→ Goal of the exercise:
Render every line of the listing below as a JSON list of strings, one string per line, with blank lines omitted. Leave the pictures out.

→ Stored rows:
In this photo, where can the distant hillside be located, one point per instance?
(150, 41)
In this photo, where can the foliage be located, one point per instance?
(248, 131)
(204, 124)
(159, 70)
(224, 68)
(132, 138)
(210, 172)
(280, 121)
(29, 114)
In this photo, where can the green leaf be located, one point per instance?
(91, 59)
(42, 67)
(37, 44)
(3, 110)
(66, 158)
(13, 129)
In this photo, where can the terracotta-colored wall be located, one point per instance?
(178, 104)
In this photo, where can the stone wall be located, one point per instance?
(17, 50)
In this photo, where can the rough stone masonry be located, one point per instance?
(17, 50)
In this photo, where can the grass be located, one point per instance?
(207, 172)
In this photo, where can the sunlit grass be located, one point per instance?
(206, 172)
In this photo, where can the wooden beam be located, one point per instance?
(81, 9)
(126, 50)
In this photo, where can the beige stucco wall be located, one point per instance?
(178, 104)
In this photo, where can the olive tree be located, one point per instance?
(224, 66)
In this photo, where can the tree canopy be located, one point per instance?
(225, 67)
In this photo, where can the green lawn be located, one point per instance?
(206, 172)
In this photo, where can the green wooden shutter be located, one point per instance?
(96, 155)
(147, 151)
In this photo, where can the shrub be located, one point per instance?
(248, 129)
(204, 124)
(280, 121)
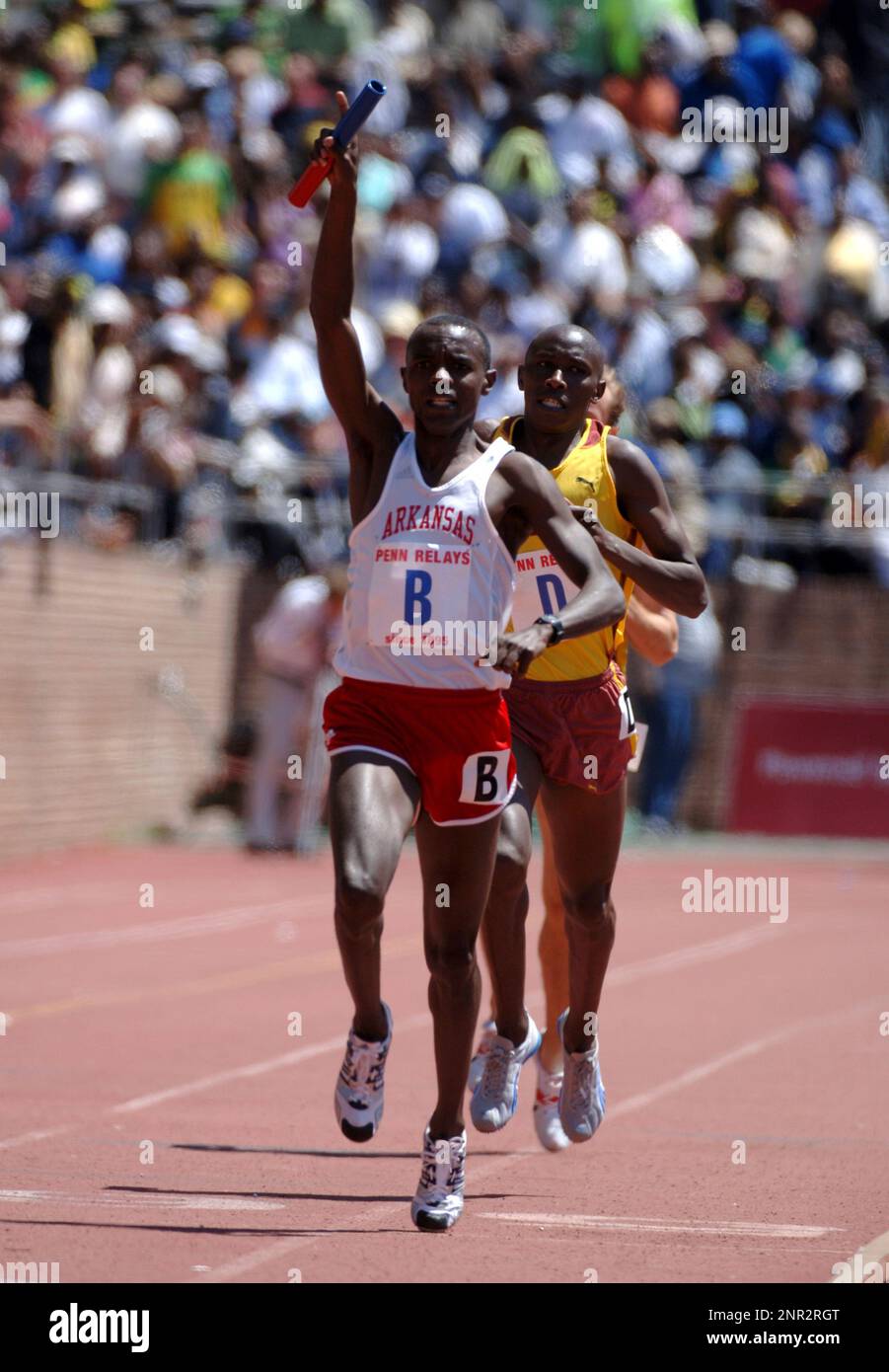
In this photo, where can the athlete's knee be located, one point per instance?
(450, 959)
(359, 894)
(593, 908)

→ Result of the task:
[
  "In this photo, where can the distant hillside be located, one point per instance?",
  "(150, 41)",
  "In this photo, where can the foliage be located, one point per instance?",
  "(248, 131)",
  "(204, 124)",
  "(159, 70)",
  "(224, 68)",
  "(132, 138)",
  "(210, 172)",
  "(280, 121)",
  "(29, 114)",
  "In this photo, where can the green leaf be located, one point per instance?",
  "(91, 59)",
  "(42, 67)",
  "(37, 44)",
  "(3, 110)",
  "(66, 158)",
  "(13, 129)",
  "In this photo, where can the terracotta-colored wall be located, one point per instance?",
  "(178, 104)",
  "In this photo, where can the stone wall be located, one point per instance?",
  "(17, 50)",
  "In this photo, where can the rough stone masonry be located, one point per instance?",
  "(17, 50)",
  "In this photo, where can the grass be located, one point per instance?",
  "(207, 172)",
  "In this photo, where can the sunlit grass be located, one point per instance?",
  "(206, 172)",
  "In this photo, where can the wooden beam be located, one point per instance?",
  "(81, 9)",
  "(126, 50)",
  "In this photo, where can the beige stucco wall be located, one point per instance?",
  "(178, 104)",
  "In this photo, where can the olive tree be located, one point per instance?",
  "(224, 66)",
  "In this photo, where can the tree canopy be located, one point per instance?",
  "(225, 67)",
  "In this photo, where can the green lawn be located, one point per instance?",
  "(206, 172)",
  "In this photo, where can the green wooden shutter be located, one point per instance?",
  "(96, 155)",
  "(147, 151)",
  "In this photo, where can the shrub be located, one point per instance?",
  "(248, 129)",
  "(204, 124)",
  "(280, 121)",
  "In this photo, where can the athlete's knee be located, one point per instance?",
  "(450, 959)",
  "(359, 894)",
  "(593, 908)"
]